Job
Please rewrite the part of the material below that opens with the line containing "Indicate a point on each instance of the ocean" and closes with the line containing "[(97, 100)]" as a two-column CSV with the headers input and output. Give each text and the answer that follows it one row, each in its own quoted field, with line breaks turned into spaces.

Input data
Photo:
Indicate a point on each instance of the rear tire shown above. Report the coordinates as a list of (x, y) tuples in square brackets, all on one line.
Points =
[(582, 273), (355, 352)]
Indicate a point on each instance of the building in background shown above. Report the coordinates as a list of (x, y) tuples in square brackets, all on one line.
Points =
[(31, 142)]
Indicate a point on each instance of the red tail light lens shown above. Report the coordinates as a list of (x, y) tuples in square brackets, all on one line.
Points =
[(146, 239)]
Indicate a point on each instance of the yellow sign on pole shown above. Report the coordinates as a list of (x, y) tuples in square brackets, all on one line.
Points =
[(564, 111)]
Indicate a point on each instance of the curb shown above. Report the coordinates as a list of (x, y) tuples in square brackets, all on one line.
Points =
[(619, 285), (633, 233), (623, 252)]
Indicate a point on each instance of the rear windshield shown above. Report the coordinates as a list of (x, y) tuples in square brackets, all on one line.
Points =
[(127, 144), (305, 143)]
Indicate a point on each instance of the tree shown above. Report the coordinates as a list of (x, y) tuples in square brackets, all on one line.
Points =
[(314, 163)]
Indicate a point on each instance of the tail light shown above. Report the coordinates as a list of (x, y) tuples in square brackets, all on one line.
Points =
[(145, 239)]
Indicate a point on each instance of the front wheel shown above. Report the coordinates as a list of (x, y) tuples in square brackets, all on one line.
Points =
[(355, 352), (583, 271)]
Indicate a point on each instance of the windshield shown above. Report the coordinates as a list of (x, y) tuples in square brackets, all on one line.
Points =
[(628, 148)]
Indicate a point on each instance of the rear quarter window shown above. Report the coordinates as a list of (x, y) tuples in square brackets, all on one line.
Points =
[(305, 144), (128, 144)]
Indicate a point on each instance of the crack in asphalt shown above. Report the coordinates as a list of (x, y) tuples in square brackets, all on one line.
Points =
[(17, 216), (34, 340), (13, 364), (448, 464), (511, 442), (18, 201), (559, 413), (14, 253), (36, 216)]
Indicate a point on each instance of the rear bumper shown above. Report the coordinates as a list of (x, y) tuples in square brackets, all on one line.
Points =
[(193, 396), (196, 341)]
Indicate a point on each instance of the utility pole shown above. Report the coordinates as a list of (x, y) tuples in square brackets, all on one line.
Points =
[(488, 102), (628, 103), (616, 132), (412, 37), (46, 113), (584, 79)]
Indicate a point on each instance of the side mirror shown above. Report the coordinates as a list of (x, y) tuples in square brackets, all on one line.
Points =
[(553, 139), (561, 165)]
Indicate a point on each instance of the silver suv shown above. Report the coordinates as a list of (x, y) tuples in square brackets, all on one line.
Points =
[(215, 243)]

--

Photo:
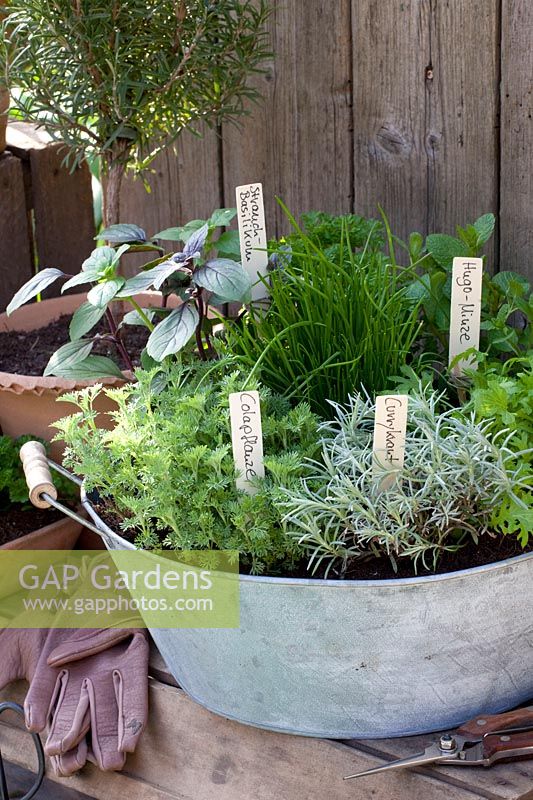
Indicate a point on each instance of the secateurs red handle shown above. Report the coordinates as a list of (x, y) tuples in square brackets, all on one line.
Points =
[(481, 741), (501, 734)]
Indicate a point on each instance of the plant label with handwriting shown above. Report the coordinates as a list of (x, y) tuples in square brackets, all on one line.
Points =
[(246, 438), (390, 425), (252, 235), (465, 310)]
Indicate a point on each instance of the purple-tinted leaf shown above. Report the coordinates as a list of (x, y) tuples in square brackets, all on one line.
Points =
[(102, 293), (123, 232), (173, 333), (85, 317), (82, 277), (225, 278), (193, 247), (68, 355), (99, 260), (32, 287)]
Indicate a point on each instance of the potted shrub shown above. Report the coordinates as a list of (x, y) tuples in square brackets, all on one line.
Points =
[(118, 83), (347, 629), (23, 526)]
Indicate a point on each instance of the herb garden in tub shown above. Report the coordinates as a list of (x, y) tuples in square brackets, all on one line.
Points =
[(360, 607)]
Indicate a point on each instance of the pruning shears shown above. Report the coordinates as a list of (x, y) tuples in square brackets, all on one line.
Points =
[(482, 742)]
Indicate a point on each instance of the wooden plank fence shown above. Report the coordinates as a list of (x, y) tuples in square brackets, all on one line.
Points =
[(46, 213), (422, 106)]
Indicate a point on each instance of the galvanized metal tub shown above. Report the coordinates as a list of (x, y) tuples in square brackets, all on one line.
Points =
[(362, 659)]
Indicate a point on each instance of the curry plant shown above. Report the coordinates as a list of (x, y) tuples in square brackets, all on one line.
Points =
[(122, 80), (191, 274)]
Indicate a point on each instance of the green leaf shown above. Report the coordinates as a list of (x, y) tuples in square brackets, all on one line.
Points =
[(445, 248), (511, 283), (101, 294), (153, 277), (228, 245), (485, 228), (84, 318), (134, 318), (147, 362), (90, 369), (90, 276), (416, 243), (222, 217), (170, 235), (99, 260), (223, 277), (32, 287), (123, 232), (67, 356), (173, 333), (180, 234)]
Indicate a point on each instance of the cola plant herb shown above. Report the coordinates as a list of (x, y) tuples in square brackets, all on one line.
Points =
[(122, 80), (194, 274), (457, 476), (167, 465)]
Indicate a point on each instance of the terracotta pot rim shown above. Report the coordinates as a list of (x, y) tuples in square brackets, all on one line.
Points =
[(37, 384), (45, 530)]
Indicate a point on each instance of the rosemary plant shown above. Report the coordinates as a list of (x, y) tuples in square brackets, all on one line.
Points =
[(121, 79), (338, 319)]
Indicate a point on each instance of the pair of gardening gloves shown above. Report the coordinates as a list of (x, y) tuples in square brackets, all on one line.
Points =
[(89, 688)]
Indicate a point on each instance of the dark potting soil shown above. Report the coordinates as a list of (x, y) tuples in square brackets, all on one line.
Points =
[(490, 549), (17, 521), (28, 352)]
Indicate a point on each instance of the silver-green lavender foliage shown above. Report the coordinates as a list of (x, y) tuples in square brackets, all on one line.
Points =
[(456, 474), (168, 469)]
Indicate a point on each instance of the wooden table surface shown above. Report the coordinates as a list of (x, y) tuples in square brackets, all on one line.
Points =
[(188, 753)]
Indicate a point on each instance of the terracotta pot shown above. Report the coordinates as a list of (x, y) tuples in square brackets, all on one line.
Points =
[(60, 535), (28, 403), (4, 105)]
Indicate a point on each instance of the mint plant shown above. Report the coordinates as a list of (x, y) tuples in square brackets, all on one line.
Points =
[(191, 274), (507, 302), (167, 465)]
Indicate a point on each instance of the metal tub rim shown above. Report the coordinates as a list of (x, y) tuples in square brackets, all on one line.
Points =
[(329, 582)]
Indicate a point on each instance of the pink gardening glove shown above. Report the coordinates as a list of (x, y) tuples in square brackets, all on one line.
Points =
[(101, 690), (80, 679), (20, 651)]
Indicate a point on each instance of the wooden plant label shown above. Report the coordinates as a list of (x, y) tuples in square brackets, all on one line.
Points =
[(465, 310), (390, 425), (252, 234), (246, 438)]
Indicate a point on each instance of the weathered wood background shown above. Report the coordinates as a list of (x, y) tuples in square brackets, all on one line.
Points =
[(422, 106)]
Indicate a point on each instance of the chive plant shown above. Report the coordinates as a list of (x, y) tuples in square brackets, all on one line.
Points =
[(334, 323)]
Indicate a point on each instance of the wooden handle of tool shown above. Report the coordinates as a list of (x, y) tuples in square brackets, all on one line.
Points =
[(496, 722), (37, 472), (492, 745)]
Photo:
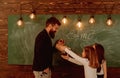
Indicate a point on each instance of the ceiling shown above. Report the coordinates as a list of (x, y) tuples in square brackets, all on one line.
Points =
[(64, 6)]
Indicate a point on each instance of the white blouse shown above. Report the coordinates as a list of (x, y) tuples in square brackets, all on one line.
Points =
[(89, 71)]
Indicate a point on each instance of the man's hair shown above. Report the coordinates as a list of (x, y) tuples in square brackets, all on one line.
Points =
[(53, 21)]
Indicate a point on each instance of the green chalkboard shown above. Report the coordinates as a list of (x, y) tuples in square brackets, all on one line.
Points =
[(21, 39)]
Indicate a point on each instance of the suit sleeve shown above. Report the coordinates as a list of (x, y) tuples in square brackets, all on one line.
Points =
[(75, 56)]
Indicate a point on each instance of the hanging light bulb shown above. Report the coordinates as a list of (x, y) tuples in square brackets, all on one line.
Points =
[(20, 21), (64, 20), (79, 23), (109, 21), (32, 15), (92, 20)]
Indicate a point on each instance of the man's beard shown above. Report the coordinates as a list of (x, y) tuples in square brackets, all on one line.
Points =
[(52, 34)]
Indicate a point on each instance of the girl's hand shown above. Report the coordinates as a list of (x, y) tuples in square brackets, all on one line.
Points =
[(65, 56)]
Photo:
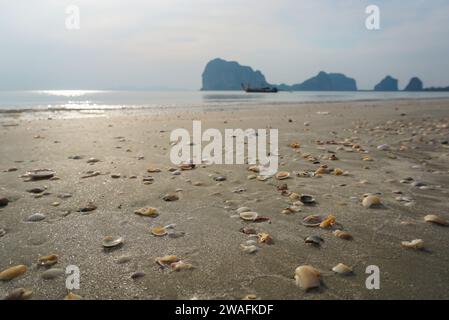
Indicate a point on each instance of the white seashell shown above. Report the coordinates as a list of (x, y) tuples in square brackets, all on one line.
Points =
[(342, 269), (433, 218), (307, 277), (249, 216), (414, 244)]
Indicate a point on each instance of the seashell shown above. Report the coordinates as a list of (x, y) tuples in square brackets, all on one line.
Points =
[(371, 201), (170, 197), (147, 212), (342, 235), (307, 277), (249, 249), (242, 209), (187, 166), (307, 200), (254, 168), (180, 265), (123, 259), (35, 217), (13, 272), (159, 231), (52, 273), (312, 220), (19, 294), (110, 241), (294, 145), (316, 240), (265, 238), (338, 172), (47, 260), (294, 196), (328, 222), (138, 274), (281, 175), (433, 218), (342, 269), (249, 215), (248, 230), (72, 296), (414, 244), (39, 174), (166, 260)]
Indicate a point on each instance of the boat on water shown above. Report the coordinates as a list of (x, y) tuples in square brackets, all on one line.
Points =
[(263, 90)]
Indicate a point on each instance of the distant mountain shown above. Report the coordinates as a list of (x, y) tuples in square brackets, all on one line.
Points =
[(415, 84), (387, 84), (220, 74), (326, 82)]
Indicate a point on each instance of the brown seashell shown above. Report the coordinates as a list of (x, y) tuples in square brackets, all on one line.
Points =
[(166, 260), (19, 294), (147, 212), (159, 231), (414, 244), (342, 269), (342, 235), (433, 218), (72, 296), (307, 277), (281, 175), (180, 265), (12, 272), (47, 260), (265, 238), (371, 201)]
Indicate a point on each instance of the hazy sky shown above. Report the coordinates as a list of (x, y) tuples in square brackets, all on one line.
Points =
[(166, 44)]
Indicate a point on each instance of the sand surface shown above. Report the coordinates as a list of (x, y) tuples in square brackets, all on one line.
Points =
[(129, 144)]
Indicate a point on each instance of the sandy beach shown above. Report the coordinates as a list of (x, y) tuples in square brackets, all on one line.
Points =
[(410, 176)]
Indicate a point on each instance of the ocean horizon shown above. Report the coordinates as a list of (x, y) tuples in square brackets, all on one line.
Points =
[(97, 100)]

--

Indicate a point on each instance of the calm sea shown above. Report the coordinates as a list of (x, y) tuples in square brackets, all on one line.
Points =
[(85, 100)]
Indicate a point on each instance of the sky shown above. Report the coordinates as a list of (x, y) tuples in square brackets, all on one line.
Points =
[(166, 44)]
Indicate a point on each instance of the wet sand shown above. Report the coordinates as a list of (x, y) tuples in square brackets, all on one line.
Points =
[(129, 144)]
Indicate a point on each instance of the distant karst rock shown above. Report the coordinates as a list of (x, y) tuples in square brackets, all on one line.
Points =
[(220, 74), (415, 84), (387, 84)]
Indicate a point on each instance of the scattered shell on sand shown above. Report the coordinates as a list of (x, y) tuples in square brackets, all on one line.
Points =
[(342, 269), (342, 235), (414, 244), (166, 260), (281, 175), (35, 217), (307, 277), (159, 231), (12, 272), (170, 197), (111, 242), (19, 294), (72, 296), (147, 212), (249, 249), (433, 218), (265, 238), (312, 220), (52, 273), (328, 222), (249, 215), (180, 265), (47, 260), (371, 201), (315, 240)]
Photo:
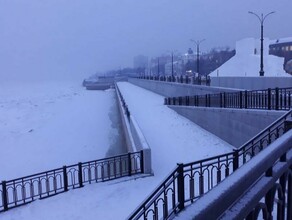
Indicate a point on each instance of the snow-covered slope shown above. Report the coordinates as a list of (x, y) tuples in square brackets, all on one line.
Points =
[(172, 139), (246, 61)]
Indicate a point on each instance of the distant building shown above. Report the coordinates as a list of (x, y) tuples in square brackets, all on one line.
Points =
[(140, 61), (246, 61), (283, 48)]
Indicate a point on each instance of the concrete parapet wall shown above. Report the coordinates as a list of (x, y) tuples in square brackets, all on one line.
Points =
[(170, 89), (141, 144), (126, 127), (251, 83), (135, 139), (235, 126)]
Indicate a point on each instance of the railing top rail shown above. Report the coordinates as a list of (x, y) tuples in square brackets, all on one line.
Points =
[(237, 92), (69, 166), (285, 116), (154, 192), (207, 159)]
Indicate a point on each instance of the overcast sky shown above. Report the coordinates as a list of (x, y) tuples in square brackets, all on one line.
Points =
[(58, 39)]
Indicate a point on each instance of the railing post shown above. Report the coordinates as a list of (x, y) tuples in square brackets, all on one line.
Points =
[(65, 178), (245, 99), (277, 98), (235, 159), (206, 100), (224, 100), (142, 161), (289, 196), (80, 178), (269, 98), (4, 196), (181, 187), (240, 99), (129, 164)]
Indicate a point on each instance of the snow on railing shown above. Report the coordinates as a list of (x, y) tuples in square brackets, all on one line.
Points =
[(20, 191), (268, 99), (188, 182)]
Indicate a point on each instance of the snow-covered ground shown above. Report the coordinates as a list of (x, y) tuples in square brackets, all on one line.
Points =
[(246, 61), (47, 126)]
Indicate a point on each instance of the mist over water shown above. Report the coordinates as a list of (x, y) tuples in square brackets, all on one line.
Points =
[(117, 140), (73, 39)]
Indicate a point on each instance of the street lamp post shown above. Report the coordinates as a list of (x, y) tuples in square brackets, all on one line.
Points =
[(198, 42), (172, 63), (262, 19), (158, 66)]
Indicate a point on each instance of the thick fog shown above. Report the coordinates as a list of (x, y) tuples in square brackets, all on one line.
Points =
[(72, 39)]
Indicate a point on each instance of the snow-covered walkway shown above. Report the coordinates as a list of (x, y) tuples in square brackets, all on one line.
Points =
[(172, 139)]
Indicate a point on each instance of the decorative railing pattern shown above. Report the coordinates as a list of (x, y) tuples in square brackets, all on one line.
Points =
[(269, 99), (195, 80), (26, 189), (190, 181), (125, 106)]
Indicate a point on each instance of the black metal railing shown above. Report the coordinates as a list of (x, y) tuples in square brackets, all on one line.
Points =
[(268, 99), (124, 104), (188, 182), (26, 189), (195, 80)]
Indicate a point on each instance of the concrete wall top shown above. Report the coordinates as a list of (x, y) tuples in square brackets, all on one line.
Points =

In response
input,output
"Indicate a point on each instance of the ocean horizon shown above. Report the coordinates as a list of (x, y) tuples in square brackets, all on one line. Points =","[(97, 100)]"